Task requirements: Edit the stretch of the Oakland County Child Killer text below from "Their murders have" through "Ferndale and Birmingham.", and write it out again with "Michigan State Police" in place of "FBI".

Supplied passage:
<<<<

Evidence Links 2 Victims In Oakland County Child Killer Case
PONTIAC (WWJ) – The Oakland County Prosecutor’s Office is releasing some important new information related to a “person of interest” in the Oakland County Child Killer Case. Four children – Mark Stebbins, 12; Jill Robinson, 12; Kristine Mihelich, 10; and Timothy King, 11 – were kidnapped and found dead between 1976 and 1977.
Their murders have remained unsolved. Talking to reporters on Tuesday, Oakland County Prosecutor Jessica Cooper said that DNA testing by the FBI has found that a hair found on two of those victims — Stebbins and King — came from the same person.
Cooper said that person is an associate of 70-year-old Arch Edward Sloan, the owner of a 1966 Pontiac Bonneville in which a matching hair was found. All of the children were abducted in the Woodward Corridor between Ferndale and Birmingham.
Their bodies were later dumped in Oakland and Wayne counties. It was always thought that each of these cases was link, but nothing was conclusive.
“This is the very first piece of evidence that links these two killings together,” said Cooper. Cooper said the hair does not belong to Sloan, who is currently serving time for criminal sexual conduct in an unrelated assaults young boys. “It’s been something that haunts every police officer that was around in that day and it still does today,” said Sheriff Michael Bouchard, who called on the public for help in solving this case.

>>>>

Information provided:

<<<<

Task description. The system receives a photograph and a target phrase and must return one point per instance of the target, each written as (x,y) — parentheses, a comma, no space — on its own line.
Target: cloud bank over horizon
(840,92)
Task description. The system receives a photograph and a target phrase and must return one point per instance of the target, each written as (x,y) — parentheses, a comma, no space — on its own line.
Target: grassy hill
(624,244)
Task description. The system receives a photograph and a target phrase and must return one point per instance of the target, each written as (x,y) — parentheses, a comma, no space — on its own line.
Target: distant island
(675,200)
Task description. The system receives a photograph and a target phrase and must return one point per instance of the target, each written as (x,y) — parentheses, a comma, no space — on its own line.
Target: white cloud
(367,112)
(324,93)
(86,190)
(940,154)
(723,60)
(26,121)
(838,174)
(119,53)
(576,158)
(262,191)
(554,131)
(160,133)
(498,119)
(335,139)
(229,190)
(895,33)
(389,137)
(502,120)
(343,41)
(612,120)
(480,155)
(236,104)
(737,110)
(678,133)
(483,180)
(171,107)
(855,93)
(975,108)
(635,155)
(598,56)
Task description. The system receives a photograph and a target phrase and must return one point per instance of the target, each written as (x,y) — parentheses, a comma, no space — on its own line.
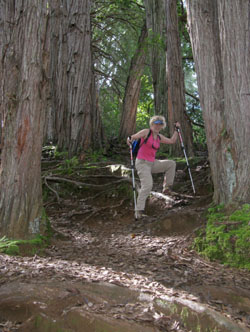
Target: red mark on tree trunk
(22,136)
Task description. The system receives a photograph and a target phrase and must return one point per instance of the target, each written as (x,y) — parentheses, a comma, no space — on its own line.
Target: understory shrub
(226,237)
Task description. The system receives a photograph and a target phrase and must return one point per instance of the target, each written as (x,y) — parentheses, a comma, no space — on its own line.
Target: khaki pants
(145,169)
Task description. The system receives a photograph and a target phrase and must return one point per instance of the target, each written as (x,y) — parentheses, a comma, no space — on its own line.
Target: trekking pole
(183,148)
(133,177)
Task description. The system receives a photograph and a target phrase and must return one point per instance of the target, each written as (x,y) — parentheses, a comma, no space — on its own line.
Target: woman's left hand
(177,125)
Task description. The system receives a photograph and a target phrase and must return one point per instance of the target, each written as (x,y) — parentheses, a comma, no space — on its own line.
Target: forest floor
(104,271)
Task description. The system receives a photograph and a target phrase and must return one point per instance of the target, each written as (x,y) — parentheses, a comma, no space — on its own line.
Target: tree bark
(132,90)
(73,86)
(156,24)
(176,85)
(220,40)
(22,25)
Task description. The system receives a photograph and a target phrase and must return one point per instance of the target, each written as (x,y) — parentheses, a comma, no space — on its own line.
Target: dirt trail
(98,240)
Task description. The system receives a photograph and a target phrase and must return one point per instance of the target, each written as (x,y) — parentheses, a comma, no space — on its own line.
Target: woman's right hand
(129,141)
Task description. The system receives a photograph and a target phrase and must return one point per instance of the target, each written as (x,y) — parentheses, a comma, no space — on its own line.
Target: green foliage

>>>>

Solution to this problem:
Their murders have remained unsolved. Talking to reporters on Tuesday, Oakland County Prosecutor Jessica Cooper said that DNA testing by the Michigan State Police has found that a hair found on two of those victims — Stebbins and King — came from the same person.
Cooper said that person is an associate of 70-year-old Arch Edward Sloan, the owner of a 1966 Pontiac Bonneville in which a matching hair was found. All of the children were abducted in the Woodward Corridor between Ferndale and Birmingham.